**PAGE EXTRACT**
Nursing Publications

Title

Generational Differences in Distress, Attitudes and Incivility among Nurses

Document Type

Article

Publication Date

11-2010

Journal

Journal of Nursing Management

Volume

18

Issue

8

First Page

970

Last Page

980

URL with Digital Object Identifier

http://dx.doi.org/10.1111/j.1365-2834.2010.01168.x

Abstract

Aims  The first research objective was to replicate the finding of Leiter et al. [(2008)Journal of Nursing Management, 16, 100–109.] of Generation X nurses (n = 338) reporting higher levels of distress than Baby Boomer nurses (n = 139). The second objective was to test whether Generation X nurses reported more negative social environments at work than did Baby Boomer nurses.

Background  Negative social environments can influence the quality of work and the experience of distress for nurses. Generational differences in the experience of distress and collegiality have implications for the establishment of healthy workplaces, recruitment and retention.

**REQUIREMENT 1**
In the nursing article record, rewrite the passage between "URL with Digital" and "Baby Boomer nurses.", inclusive, changing "Baby Boomer nurses" to "older nurses".
**REQUIREMENT 2**
Write what comes next in the nursing article record after its last sentence.
The rows that come next are separate material and are not part of the nursing article record.

Referring expression data:
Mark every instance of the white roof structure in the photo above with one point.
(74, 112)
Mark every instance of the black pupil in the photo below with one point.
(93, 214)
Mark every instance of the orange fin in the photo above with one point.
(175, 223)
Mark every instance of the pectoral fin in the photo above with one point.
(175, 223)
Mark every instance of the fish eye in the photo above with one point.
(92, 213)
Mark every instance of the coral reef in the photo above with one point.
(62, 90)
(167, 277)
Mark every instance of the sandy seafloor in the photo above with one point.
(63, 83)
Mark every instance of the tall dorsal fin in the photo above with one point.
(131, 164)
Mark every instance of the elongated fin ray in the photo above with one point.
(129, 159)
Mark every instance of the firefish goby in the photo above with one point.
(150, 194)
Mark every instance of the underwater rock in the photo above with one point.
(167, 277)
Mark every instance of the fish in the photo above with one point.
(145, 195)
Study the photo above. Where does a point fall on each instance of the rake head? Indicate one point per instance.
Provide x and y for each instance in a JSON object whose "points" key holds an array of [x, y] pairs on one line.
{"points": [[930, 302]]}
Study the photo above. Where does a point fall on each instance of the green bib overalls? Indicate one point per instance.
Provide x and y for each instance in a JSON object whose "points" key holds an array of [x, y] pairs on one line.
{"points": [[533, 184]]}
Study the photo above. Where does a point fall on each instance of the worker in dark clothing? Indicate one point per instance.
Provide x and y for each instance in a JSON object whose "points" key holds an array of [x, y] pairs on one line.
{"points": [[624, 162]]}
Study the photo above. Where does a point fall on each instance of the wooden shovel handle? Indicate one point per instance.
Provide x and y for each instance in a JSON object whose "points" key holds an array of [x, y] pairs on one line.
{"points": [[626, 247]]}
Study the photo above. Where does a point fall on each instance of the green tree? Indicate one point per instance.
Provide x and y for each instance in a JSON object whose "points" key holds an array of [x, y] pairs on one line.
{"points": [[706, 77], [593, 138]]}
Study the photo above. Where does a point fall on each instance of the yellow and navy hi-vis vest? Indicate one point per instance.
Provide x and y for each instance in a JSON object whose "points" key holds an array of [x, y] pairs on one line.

**ANSWER BOX 1**
URL with Digital Object Identifier

http://dx.doi.org/10.1111/j.1365-2834.2010.01168.x

Abstract

Aims  The first research objective was to replicate the finding of Leiter et al. [(2008)Journal of Nursing Management, 16, 100–109.] of Generation X nurses (n = 338) reporting higher levels of distress than older nurses (n = 139). The second objective was to test whether Generation X nurses reported more negative social environments at work than did older nurses.

**ANSWER BOX 2**
Methods  A questionnaire survey of nurses was organized by generation. Analyses of variance contrasted the scores on burnout, turnover intention, physical symptoms, supervisor incivility, coworker incivility and team civility.

Results  The results confirmed the hypotheses of Generation X nurses reporting more negative experiences than did Baby Boomer nurses on all measures.

Conclusions  The negative quality of social encounters at work contributes to nurses’ experience of distress and suggest conflicts of values with the dominant culture of their workplaces.

Implications for Nursing Management  Proactive initiatives to enhance the quality of collegiality can contribute to retention strategies. Building collegiality across generations can be especially useful.